A midyear reading check-in

Greetings, book people! I’m writing this newsletter on one of the U.S.’s trash holidays. There are so many of them. That’s what happens when you found a country on racism and genocide, write a mythology about how it was actually founded on freedom and democracy, and then commemorate those myths with celebrations. I am not about it.

Also: why fireworks? My poor pup. This is always relevant (and brilliant).

I’ve been thinking a lot these past few weeks about the shape of this newsletter. I can feel myself on the edge of some kind of shift, although I’m not exactly sure what it is, or where it’s taking me. When I decided to write essays every other week at the beginning of this year, it was because I wanted a space to be a little freer, to explore books and ideas in depth. I’ve enjoyed doing so, and I hope you’ve enjoyed my words as well. But I’ve also learned that I can’t churn one pieces like these twice a month.

Not reviewing 12-15 books a month for regular newsletter issues has also been a nice break. But it means there are lots of amazing books I’ve read this year that I haven’t told you about. I don’t think I’ll go back to doing themed book rec newsletters every week—that format didn’t feel sustainable. This current one doesn’t either.

__To-do list__:
(a) List every phrase in the midyear reading newsletter that gives a rate per week or per month.
(b) In the listing, change "divided by" to "separated by" everywhere from the line containing "the gray sweatshirt" down to the end of the listing. Reproduce only those lines, with nothing else altered.
The listing that follows is unrelated to the newsletter above.

__Provided material__:
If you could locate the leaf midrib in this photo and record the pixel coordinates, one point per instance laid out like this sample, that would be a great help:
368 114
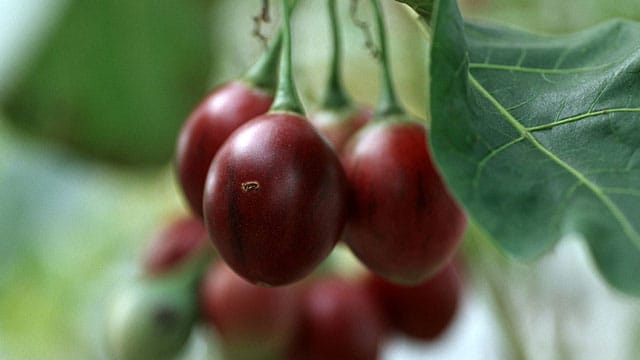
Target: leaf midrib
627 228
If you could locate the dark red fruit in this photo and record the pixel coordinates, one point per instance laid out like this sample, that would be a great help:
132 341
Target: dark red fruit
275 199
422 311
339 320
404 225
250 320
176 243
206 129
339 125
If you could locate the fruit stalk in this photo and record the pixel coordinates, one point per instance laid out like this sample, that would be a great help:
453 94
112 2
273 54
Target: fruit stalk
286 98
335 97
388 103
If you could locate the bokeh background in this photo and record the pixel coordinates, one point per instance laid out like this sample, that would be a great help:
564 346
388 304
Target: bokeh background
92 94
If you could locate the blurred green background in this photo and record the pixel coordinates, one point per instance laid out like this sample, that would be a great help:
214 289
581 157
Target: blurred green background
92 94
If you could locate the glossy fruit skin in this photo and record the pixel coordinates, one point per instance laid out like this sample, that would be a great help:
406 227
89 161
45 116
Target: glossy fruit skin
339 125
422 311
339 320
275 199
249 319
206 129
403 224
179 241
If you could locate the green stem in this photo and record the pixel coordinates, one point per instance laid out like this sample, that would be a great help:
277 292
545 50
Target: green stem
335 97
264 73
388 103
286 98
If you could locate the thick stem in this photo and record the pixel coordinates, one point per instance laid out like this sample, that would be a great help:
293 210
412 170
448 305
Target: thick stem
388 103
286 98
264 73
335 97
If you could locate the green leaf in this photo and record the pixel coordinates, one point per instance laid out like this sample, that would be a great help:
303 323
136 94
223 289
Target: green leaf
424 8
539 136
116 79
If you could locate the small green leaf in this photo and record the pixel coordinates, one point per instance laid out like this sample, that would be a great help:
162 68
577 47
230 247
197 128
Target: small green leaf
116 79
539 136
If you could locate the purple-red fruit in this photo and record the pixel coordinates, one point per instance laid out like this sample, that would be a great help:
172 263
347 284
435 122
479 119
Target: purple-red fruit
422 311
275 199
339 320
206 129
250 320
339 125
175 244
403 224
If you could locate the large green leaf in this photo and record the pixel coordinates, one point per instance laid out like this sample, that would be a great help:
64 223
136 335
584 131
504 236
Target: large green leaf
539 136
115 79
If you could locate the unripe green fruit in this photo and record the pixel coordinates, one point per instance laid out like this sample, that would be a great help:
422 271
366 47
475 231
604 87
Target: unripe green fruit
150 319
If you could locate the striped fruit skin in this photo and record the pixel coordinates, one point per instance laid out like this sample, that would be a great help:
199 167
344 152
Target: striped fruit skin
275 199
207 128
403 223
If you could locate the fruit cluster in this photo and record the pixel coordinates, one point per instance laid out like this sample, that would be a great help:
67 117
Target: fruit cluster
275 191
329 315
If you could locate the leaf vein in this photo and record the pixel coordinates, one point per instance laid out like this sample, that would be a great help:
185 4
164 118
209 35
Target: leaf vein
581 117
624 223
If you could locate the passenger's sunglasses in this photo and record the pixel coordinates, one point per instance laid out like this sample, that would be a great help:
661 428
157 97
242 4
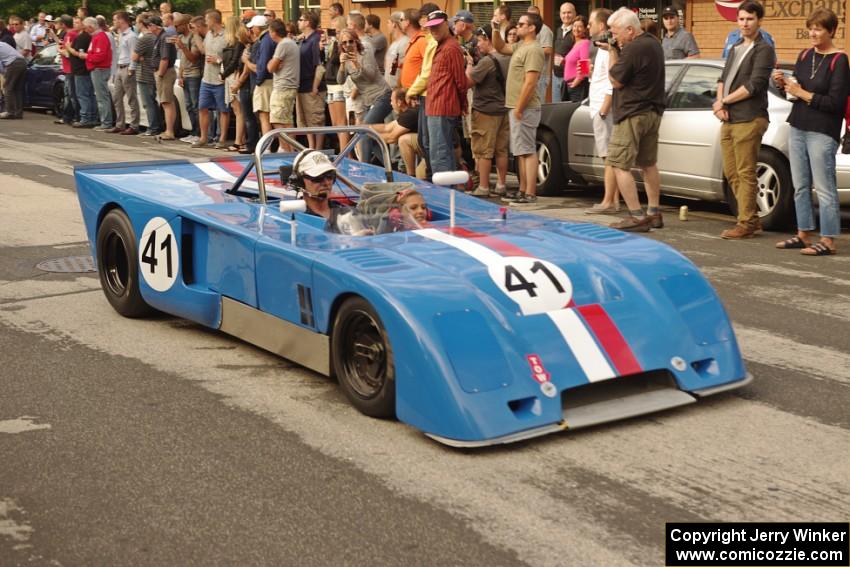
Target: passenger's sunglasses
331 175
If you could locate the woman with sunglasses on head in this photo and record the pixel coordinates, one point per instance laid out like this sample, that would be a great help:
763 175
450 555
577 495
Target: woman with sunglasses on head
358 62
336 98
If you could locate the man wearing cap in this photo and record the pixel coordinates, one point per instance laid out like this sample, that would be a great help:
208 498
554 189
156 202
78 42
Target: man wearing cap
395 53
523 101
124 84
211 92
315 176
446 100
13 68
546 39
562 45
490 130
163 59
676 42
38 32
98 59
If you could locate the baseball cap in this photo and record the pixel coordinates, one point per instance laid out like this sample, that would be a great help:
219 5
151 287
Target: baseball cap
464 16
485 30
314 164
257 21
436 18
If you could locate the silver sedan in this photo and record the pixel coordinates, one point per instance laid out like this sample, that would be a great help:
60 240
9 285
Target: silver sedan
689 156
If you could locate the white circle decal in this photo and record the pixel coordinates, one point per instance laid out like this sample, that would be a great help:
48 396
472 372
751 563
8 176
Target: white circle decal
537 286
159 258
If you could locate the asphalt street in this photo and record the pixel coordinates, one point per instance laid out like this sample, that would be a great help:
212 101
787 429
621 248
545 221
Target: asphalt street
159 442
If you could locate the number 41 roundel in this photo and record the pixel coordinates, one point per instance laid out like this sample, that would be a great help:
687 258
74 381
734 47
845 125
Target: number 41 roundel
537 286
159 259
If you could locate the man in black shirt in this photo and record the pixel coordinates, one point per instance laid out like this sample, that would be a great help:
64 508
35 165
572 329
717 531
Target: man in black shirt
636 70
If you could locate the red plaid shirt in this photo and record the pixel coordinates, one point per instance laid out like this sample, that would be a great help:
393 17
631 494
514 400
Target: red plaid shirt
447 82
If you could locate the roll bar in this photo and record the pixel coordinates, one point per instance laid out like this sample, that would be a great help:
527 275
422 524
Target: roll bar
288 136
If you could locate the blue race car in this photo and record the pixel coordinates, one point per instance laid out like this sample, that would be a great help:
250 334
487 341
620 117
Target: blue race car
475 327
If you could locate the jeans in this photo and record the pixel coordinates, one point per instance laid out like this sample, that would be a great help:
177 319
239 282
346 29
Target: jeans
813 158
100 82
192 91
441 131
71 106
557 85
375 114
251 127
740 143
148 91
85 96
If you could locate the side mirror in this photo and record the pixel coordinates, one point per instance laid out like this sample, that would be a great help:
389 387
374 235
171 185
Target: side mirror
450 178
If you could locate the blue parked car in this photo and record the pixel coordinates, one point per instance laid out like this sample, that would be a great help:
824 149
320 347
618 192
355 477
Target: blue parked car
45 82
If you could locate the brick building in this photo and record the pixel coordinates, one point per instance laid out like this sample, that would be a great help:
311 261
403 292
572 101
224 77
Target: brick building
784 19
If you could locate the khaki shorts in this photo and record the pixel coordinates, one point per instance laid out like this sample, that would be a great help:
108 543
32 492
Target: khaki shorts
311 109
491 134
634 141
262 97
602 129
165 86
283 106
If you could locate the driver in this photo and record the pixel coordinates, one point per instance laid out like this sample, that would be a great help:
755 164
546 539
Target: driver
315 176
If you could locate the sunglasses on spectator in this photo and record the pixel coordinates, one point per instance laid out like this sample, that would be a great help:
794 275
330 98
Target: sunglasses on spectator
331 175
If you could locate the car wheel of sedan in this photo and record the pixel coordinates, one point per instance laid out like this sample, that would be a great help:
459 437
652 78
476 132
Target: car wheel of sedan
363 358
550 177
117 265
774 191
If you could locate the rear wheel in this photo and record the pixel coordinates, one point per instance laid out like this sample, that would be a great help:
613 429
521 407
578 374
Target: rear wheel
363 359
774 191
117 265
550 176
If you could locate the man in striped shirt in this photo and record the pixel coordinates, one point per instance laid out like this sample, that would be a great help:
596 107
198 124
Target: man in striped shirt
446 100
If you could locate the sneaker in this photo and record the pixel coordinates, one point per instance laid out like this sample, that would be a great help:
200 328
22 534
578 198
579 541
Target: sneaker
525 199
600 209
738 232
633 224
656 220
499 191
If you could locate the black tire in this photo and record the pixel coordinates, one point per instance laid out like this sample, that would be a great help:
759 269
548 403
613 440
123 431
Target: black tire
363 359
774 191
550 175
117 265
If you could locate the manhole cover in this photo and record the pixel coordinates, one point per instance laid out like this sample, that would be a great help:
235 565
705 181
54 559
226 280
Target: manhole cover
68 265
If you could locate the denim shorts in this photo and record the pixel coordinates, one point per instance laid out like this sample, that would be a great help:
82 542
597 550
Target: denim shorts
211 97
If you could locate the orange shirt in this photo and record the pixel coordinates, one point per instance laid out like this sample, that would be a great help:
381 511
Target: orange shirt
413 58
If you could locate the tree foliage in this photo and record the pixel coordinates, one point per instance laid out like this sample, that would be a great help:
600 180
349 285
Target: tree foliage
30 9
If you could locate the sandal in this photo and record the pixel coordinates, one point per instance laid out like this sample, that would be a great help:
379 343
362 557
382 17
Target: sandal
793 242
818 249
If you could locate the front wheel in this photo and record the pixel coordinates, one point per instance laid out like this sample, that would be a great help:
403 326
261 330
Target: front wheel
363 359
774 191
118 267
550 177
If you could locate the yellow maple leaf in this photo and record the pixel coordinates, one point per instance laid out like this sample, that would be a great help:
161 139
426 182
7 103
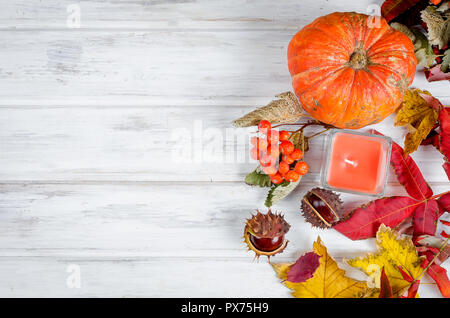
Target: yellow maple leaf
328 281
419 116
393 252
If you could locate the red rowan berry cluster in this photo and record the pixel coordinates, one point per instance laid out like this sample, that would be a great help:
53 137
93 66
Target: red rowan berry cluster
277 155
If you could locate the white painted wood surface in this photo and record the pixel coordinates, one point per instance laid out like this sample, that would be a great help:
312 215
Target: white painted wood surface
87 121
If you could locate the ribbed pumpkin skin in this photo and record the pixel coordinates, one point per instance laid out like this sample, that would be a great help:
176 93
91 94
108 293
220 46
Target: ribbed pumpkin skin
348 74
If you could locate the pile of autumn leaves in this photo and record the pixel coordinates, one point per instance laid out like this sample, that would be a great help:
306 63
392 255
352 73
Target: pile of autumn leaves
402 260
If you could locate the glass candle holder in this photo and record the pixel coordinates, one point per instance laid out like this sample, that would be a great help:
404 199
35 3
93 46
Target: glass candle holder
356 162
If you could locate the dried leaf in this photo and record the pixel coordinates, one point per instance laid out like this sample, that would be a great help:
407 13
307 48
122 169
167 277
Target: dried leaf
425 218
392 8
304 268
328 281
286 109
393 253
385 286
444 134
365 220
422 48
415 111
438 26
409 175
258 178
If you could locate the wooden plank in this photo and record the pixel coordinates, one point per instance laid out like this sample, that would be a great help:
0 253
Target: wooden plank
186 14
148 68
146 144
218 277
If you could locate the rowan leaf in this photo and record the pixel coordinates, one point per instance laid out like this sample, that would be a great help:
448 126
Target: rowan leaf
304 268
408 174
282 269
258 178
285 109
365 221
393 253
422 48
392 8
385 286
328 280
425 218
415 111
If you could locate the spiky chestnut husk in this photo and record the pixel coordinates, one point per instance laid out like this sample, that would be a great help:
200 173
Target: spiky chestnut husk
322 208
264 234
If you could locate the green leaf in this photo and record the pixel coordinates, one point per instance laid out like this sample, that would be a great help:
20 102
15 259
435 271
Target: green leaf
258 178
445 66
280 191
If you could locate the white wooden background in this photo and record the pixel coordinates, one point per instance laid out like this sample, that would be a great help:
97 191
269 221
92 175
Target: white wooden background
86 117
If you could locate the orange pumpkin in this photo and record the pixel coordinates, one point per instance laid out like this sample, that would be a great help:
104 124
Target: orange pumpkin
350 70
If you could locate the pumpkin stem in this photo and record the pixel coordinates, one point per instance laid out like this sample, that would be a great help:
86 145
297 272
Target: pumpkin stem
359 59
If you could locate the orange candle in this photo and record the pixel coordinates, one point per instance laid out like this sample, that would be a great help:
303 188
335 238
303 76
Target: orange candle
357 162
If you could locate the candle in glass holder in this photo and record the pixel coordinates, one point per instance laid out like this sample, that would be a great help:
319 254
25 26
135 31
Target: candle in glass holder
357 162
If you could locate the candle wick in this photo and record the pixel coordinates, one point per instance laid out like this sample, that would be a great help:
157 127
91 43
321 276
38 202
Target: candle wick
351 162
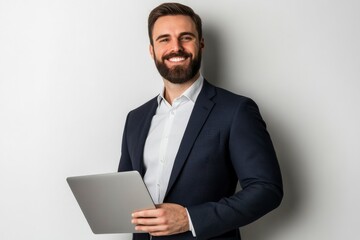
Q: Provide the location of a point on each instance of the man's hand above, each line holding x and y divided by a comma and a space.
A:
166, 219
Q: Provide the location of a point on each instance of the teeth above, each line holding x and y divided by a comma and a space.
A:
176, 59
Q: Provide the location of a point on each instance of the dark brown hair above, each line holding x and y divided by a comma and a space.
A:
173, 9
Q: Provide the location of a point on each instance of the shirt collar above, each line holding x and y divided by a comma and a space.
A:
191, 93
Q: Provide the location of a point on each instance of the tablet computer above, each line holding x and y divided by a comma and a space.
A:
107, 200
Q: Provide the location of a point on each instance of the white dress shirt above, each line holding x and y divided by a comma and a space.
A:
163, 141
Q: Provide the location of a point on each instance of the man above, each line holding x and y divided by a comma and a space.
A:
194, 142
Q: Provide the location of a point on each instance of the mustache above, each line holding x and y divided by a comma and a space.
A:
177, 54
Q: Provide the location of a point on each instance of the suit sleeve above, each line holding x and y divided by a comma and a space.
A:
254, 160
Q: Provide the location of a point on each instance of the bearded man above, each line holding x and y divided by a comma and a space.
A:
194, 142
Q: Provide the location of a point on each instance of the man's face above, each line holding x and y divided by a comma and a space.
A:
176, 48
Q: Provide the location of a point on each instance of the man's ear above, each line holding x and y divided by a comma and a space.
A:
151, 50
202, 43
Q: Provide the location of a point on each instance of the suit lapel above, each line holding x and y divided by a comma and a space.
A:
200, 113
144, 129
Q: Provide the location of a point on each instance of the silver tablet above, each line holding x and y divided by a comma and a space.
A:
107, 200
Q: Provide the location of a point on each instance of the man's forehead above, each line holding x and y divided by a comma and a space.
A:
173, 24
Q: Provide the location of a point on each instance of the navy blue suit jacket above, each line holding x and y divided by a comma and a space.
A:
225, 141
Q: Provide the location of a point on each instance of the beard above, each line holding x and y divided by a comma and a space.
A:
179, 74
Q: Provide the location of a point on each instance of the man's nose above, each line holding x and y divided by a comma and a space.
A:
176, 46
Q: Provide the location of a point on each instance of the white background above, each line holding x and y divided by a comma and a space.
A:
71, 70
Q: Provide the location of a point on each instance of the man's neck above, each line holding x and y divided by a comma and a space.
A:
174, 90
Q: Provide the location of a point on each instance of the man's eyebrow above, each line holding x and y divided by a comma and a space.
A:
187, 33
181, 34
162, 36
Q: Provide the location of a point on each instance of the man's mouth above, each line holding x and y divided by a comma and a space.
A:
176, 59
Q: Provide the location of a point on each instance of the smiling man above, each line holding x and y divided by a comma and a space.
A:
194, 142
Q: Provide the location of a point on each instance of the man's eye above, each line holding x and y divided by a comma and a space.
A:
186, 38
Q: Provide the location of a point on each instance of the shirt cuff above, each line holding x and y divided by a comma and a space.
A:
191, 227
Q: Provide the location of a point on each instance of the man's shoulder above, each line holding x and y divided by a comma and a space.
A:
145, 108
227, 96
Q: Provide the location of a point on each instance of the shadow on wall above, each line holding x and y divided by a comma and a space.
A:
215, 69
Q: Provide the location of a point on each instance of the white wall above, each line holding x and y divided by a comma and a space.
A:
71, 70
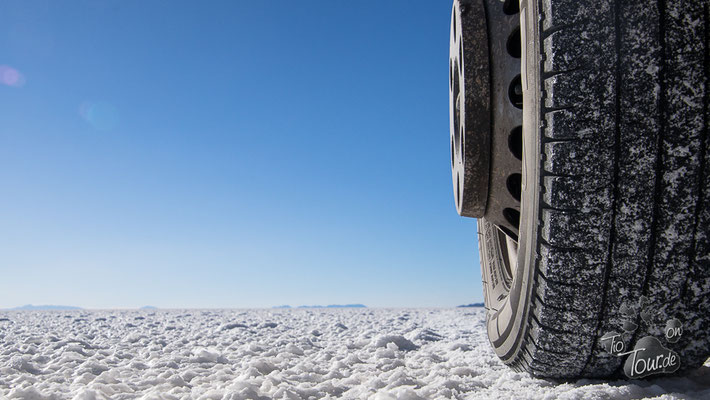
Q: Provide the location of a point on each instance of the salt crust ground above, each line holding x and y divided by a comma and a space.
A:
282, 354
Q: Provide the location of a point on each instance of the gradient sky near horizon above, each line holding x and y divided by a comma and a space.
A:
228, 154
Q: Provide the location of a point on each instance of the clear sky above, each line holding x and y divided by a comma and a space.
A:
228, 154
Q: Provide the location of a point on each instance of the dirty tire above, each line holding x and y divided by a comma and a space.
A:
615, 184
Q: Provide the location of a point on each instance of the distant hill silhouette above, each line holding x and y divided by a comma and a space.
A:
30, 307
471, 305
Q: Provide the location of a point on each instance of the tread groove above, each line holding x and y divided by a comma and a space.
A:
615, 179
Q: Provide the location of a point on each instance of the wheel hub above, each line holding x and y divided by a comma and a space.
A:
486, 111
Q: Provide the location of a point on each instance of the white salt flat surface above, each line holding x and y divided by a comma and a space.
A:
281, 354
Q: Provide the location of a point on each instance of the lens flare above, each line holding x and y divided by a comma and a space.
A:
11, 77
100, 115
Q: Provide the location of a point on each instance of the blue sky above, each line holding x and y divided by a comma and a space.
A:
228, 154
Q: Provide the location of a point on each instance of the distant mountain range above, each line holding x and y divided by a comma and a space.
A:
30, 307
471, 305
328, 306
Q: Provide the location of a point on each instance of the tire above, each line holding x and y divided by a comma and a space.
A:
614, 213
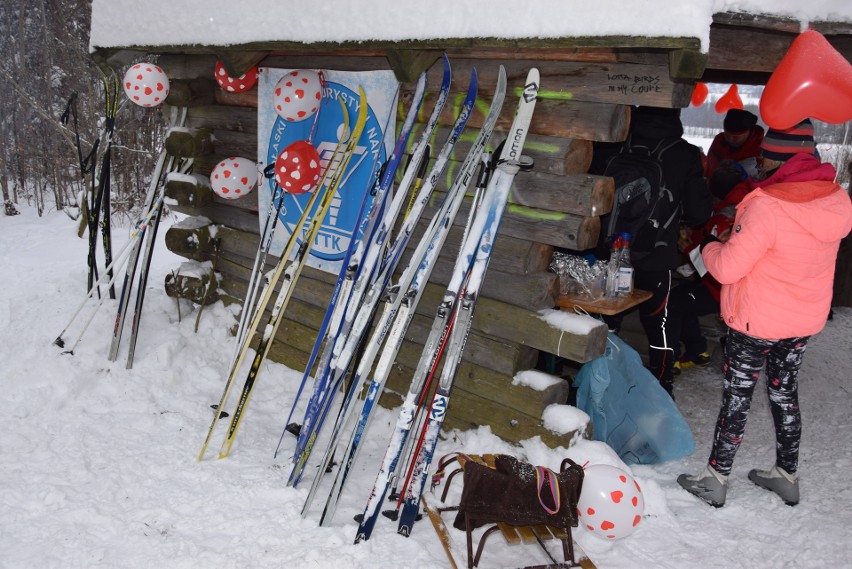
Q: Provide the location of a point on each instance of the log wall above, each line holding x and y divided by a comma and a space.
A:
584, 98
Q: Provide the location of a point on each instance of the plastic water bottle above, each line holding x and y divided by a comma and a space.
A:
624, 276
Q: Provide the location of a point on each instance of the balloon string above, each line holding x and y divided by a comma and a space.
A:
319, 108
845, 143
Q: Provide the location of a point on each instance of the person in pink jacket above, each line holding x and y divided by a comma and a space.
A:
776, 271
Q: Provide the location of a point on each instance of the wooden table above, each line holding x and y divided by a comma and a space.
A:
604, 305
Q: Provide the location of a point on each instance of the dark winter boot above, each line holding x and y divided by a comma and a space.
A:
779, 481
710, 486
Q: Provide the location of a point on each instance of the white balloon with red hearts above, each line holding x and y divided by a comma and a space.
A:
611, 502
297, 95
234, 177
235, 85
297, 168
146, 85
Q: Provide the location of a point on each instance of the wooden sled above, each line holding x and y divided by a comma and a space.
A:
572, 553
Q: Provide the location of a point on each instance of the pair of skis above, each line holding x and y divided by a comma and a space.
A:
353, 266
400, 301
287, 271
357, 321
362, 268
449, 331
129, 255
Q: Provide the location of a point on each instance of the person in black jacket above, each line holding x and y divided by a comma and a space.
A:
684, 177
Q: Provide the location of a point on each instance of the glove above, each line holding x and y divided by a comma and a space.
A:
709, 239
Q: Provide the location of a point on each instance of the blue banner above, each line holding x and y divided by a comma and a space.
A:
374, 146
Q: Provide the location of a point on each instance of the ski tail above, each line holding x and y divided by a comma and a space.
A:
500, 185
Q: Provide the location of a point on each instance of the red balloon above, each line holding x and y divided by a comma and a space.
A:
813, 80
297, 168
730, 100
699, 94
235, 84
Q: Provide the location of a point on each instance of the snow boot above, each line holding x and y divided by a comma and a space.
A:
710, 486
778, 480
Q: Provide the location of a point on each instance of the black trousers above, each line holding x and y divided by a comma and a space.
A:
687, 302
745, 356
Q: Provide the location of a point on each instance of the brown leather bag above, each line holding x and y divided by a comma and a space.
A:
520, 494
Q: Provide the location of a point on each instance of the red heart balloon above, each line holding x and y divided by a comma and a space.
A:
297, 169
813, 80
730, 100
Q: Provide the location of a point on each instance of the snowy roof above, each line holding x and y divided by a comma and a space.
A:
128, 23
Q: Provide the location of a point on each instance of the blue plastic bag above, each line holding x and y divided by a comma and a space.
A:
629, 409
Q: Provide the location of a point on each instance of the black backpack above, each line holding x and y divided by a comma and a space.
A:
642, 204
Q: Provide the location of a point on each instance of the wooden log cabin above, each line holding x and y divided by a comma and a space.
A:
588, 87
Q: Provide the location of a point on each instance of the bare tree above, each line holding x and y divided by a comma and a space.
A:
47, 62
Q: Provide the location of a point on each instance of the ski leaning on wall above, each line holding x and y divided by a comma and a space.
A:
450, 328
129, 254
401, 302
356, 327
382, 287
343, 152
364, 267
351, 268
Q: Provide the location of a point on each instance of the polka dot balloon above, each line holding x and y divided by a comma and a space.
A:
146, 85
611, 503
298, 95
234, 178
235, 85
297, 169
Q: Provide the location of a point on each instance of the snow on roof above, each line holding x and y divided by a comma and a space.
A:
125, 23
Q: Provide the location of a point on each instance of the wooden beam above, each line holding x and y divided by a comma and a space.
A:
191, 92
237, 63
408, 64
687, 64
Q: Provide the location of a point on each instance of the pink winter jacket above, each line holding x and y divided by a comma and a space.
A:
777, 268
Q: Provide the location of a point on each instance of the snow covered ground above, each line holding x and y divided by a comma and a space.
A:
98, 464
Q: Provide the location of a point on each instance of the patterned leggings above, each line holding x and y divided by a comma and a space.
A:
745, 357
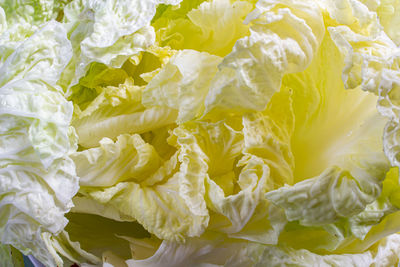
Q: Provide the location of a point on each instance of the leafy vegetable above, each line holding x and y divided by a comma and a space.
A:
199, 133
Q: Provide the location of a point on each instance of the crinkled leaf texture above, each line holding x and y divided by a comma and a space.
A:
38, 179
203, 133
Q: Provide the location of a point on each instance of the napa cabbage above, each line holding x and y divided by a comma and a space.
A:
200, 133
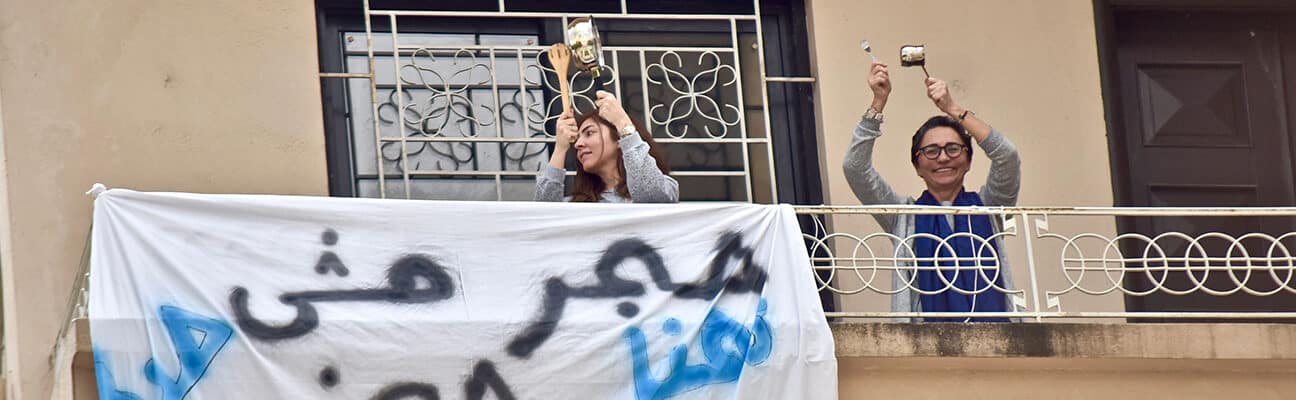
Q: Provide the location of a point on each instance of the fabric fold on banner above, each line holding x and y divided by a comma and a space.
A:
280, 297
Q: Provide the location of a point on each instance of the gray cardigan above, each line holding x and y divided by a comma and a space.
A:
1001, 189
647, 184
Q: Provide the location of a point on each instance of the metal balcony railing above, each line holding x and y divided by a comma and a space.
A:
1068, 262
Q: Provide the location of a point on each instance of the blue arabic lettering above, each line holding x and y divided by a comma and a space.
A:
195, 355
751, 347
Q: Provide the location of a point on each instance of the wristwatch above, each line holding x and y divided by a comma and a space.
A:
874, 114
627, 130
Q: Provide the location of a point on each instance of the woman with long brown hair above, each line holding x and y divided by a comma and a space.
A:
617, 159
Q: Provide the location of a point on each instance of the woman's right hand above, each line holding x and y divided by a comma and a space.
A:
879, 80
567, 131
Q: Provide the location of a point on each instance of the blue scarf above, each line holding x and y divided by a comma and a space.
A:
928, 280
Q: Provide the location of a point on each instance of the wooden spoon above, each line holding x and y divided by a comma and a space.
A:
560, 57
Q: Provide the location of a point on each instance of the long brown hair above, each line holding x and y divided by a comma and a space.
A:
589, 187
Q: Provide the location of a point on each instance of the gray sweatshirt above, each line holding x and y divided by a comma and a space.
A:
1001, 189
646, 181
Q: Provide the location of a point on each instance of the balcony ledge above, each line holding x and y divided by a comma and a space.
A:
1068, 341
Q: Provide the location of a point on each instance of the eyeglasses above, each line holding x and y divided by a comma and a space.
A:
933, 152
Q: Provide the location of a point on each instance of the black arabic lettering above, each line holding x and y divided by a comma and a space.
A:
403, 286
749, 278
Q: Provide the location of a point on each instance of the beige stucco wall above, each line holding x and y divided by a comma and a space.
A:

__Per-task answers__:
(a)
every other week
twice a month
12-15 books a month
every week

(b)
Q: Provide the location of a point on each instance of the gray sweatshirt above, each line holding x and y separated by a comma and a space.
A:
1001, 189
646, 181
Q: Provide the location of a point on each instance of the balcony ledge above, each line holding x and y separated by a comma and a space.
A:
1068, 341
Q: Provide the location of a point on each instance of the eyeglasses above, each line holding x and y separated by a comma and a space.
A:
933, 152
Q: Provide the location of a point on each instance of the black arabic lettering above, each line holding x and y separated by a comma and a space.
A:
403, 286
749, 278
Q: Provide the location of a point on each instance of the beige stucco wall above, each line holding x and y separated by a comma and a space.
A:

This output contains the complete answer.